**WHAT YOU HAVE TO DO:**
Starting at the line with "Query: red balloon" in it, reproduce each line below through the last one, exactly, and include nothing else.

----- DATA UNDER STUDY -----

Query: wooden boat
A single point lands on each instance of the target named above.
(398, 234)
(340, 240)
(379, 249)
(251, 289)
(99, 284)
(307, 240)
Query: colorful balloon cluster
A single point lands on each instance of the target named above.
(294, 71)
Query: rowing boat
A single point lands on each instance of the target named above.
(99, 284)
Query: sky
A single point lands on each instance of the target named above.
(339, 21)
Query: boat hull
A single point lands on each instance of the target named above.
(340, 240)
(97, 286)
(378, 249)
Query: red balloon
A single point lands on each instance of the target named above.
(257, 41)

-----

**RESULT OF THIS TASK:**
Query: red balloon
A single point lands on each instance of the target named above.
(257, 41)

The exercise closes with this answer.